Requirement: Can you copy the stretch of the Rosemary's Baby review from "TV Review: Rosemary’s" through "very little deviation.", renaming "miniseries" to "remake"?
[start Given passage]
TV Review: Rosemary’s Baby – Part 2
By: Brandon Wolfe

Though it isn’t as though the first part was intent on blazing its own trail, the second half of NBC’s ‘Rosemary’s Baby’ doesn’t color outside the lines at all. This veers uncomfortably close to Gus Van Sant ‘Psycho’ levels of slavishness. If you’ve seen the original 1968 ‘Rosemary’s Baby’, the second part of this miniseries will have you nodding your head in recognition as each development plays out almost precisely as it had before, with very little deviation.



We open with the aftermath of Rosemary’s night of passion with Guy, where she had demonic visions of witchcraft practitioner Steven Marcato as her actual partner. When she wakes the next morning confused about what has happened, Guy claims to have enjoyed their time together (and, in a sign-of-the-times change from 1968, Guy is apologetic about having his way with her when she didn’t have all of her faculties, something his 1968 counterpart did not give a second thought to). Rosemary soon learns that she has become pregnant, and though her close friend Julie recommends an obstetrician named Dr. Bernard (with whom Julie once had a fling, prompting the memorable assurance “He really knows his way around a vagina”), Rosemary is guided toward the reputed Dr. Saperstein at the Castevets and Guy’s behest. From there we are treated a Greatest Hits compilation of things that happened in the original film happening all over again, in the same way. Rosemary again receives tannis root smoothies from the smotheringly pushy Mrs. Castevet. She again experiences terrible abdominal pain that is brushed off by her doctor. She even gets an impromptu pixie haircut, even though that only happened in the original because Mia Farrow didn’t want to wear a wig over her short Vidal Sassoon hairdo the entire time. This ‘Rosemary’s Baby’ sticks to the script like nobody’s business.

We do get a better sense of where Guy’s head is at than we received in the first two hours. He is indeed in league with the Castevets in a bid to further his writing career, but where the John Cassavetes version of the character was never shown to have given a second thought to selling his wife, unborn child and all of humanity down the river, this one is allowed to be bitterly conflicted about his decision, and spiteful toward Roman Castevet for his role in making it. But his regret isn’t too overpowering, as he does steal Julie’s earring to use as part of a hex designed to get her out of the picture, lest her influence skew Rosemary away from the path her puppet masters mean to keep her on.
[end Given passage]
[start Dataset records]
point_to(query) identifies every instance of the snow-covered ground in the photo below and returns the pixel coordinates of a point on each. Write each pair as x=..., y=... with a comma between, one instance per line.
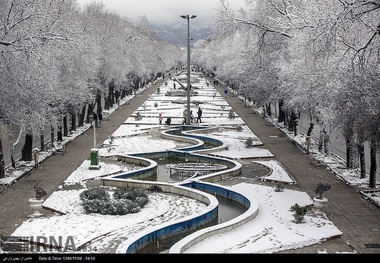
x=272, y=230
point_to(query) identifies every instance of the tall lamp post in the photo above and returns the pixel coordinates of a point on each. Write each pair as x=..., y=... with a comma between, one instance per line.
x=188, y=17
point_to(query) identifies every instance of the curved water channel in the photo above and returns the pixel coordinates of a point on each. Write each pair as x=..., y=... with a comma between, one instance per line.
x=227, y=209
x=178, y=162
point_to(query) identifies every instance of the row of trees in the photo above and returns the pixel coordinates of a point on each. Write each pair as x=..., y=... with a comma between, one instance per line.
x=57, y=62
x=320, y=56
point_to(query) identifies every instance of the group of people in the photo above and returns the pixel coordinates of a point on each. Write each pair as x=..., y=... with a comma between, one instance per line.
x=199, y=116
x=184, y=114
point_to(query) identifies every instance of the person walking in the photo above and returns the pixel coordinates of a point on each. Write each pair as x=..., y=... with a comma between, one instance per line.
x=199, y=117
x=160, y=118
x=308, y=137
x=184, y=115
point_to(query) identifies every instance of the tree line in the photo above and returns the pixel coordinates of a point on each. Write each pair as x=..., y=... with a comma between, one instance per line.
x=320, y=57
x=58, y=61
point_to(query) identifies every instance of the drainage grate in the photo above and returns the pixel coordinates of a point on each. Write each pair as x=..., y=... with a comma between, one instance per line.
x=372, y=245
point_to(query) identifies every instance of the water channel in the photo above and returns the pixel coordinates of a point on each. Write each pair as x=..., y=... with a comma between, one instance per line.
x=227, y=209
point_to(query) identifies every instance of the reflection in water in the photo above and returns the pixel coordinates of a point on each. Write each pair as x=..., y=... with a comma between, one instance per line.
x=227, y=209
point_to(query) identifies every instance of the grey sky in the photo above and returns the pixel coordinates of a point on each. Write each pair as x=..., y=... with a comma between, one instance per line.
x=164, y=12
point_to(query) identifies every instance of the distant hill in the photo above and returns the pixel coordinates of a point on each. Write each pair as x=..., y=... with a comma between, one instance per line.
x=177, y=34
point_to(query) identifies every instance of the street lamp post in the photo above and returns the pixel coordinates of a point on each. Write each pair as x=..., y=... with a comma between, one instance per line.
x=188, y=17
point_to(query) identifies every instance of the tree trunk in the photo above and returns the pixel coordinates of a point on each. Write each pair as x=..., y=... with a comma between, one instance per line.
x=81, y=116
x=351, y=153
x=90, y=110
x=13, y=161
x=2, y=164
x=59, y=132
x=320, y=141
x=65, y=126
x=26, y=152
x=42, y=141
x=363, y=172
x=73, y=119
x=281, y=114
x=52, y=136
x=326, y=143
x=373, y=167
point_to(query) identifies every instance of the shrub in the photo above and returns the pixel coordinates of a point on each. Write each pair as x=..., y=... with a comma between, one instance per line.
x=321, y=188
x=279, y=187
x=39, y=192
x=125, y=201
x=299, y=212
x=95, y=193
x=248, y=143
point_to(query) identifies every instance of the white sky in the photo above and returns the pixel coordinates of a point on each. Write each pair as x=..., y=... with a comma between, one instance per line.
x=272, y=230
x=165, y=12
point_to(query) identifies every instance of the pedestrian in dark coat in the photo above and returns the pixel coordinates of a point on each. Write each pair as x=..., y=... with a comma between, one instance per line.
x=199, y=117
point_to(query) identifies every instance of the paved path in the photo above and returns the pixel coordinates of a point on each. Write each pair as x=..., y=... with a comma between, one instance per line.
x=356, y=218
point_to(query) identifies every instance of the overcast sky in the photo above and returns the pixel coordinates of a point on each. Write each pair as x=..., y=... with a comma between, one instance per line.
x=164, y=12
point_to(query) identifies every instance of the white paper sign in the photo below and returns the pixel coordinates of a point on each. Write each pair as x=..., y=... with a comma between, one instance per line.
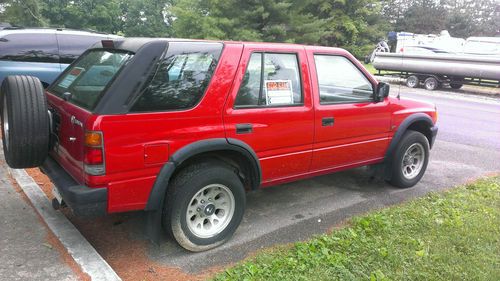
x=278, y=92
x=71, y=77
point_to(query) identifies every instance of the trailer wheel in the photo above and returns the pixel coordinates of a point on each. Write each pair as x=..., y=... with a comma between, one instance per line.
x=431, y=84
x=456, y=86
x=412, y=81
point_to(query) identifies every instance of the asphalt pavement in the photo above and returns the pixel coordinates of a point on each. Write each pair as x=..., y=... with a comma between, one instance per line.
x=467, y=147
x=25, y=253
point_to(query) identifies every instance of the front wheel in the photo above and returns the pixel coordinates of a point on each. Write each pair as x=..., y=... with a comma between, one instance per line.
x=410, y=160
x=205, y=206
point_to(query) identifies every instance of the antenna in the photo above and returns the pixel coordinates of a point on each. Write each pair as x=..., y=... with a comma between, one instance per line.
x=402, y=58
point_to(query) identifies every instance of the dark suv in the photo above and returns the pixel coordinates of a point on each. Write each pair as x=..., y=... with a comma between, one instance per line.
x=42, y=52
x=182, y=129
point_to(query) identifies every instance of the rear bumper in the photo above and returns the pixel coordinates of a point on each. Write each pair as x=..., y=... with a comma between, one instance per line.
x=434, y=130
x=83, y=200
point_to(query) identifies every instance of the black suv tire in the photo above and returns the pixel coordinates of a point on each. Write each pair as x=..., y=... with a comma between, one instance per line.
x=411, y=151
x=25, y=121
x=199, y=192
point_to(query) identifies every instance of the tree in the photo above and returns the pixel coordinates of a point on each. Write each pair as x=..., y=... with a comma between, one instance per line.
x=423, y=16
x=146, y=18
x=22, y=13
x=355, y=25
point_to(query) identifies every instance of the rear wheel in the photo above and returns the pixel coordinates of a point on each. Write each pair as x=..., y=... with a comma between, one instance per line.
x=204, y=206
x=25, y=121
x=431, y=83
x=410, y=159
x=412, y=81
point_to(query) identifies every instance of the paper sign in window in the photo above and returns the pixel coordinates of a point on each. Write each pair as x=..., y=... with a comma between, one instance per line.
x=71, y=77
x=278, y=92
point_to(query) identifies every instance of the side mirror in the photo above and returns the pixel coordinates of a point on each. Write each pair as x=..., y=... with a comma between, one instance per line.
x=382, y=91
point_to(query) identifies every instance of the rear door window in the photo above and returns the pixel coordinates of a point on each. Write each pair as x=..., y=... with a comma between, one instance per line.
x=182, y=77
x=87, y=79
x=271, y=79
x=340, y=81
x=71, y=46
x=29, y=47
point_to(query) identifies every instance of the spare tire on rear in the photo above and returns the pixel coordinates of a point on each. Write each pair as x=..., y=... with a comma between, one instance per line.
x=25, y=121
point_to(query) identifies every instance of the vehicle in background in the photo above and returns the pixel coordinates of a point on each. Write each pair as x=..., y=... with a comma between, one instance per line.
x=42, y=52
x=183, y=128
x=435, y=61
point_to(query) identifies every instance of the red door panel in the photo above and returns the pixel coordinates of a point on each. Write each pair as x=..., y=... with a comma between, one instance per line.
x=348, y=133
x=281, y=136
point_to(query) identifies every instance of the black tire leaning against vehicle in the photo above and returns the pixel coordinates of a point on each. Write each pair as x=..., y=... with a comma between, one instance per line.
x=25, y=121
x=187, y=217
x=410, y=159
x=456, y=86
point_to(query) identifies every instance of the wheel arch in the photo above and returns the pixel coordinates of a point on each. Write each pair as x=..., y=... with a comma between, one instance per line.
x=233, y=152
x=419, y=122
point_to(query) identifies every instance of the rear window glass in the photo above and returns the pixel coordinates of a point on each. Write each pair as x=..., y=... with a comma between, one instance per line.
x=88, y=77
x=182, y=77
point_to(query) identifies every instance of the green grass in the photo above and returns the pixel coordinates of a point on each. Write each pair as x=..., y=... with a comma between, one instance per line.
x=453, y=235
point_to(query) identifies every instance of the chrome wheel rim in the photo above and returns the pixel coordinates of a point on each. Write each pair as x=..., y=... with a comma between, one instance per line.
x=431, y=84
x=413, y=161
x=5, y=121
x=210, y=210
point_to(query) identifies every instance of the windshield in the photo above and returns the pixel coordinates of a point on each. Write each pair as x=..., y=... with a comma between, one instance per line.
x=88, y=77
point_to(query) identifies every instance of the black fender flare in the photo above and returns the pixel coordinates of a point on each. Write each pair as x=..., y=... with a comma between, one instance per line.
x=157, y=193
x=403, y=127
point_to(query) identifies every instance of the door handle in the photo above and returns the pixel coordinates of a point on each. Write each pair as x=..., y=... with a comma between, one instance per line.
x=327, y=121
x=244, y=128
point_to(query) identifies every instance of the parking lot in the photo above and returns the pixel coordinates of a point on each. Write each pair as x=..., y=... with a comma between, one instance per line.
x=467, y=147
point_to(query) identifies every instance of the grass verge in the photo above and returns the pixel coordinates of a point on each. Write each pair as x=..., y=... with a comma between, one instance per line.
x=453, y=235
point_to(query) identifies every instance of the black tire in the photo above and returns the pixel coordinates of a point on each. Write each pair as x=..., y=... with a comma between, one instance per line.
x=409, y=139
x=25, y=121
x=188, y=183
x=431, y=84
x=412, y=81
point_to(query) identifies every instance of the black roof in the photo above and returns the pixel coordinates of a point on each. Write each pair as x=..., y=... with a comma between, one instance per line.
x=133, y=44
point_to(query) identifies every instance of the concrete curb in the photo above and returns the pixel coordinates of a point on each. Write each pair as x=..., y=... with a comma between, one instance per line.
x=78, y=247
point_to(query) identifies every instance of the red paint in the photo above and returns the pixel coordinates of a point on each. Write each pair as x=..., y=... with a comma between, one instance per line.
x=290, y=142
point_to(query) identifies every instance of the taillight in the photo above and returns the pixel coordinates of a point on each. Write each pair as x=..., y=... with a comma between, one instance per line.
x=94, y=153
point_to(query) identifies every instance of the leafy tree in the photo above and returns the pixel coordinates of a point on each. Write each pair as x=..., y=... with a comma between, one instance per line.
x=146, y=18
x=354, y=25
x=423, y=16
x=22, y=12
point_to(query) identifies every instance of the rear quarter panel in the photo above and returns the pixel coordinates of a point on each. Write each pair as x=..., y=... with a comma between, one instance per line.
x=138, y=144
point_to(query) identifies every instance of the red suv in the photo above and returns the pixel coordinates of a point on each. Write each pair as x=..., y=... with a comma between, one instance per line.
x=183, y=129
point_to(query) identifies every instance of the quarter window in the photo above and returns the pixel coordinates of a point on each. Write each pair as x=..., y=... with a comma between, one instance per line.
x=270, y=80
x=182, y=77
x=340, y=81
x=29, y=47
x=72, y=46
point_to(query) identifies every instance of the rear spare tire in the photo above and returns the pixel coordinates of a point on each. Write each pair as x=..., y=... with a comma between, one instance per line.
x=25, y=121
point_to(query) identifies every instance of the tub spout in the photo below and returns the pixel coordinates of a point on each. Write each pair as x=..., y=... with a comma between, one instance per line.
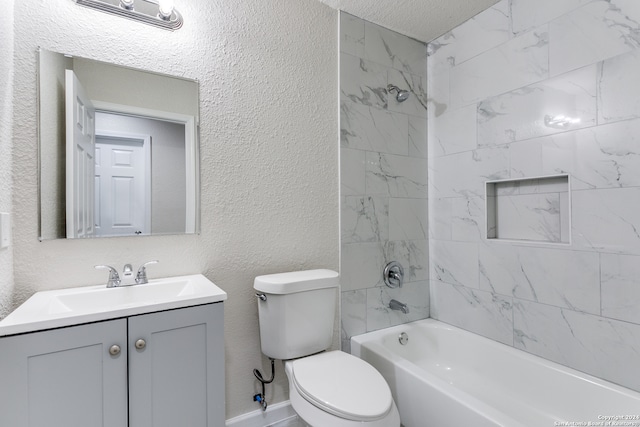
x=397, y=305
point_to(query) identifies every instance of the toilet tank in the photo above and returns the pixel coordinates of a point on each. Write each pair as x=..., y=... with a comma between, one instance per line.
x=297, y=312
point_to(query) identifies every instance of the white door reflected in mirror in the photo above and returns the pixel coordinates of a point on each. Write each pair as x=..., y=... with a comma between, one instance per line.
x=122, y=182
x=80, y=126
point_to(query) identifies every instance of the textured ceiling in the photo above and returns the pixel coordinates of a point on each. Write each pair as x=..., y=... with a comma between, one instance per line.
x=421, y=19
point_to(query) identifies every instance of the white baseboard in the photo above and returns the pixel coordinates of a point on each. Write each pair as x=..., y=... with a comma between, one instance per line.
x=274, y=413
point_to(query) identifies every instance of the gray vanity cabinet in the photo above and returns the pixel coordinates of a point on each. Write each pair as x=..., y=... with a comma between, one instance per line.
x=177, y=377
x=65, y=377
x=151, y=370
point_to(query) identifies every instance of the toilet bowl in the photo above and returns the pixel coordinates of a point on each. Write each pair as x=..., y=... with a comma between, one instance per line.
x=327, y=388
x=337, y=389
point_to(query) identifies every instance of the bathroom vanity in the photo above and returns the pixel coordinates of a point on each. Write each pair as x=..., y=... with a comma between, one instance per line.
x=139, y=361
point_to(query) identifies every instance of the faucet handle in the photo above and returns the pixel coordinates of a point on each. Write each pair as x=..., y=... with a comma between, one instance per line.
x=141, y=276
x=114, y=277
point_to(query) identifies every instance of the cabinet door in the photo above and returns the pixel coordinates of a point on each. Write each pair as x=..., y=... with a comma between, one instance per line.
x=176, y=378
x=65, y=377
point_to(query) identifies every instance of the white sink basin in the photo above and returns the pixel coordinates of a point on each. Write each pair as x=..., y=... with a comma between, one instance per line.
x=65, y=307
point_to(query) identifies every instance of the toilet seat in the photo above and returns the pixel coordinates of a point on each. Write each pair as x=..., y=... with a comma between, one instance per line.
x=342, y=385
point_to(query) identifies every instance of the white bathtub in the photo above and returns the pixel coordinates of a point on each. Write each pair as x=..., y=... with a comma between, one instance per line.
[end Dataset records]
Answer to the exercise:
TV Review: Rosemary’s Baby – Part 2
By: Brandon Wolfe

Though it isn’t as though the first part was intent on blazing its own trail, the second half of NBC’s ‘Rosemary’s Baby’ doesn’t color outside the lines at all. This veers uncomfortably close to Gus Van Sant ‘Psycho’ levels of slavishness. If you’ve seen the original 1968 ‘Rosemary’s Baby’, the second part of this remake will have you nodding your head in recognition as each development plays out almost precisely as it had before, with very little deviation.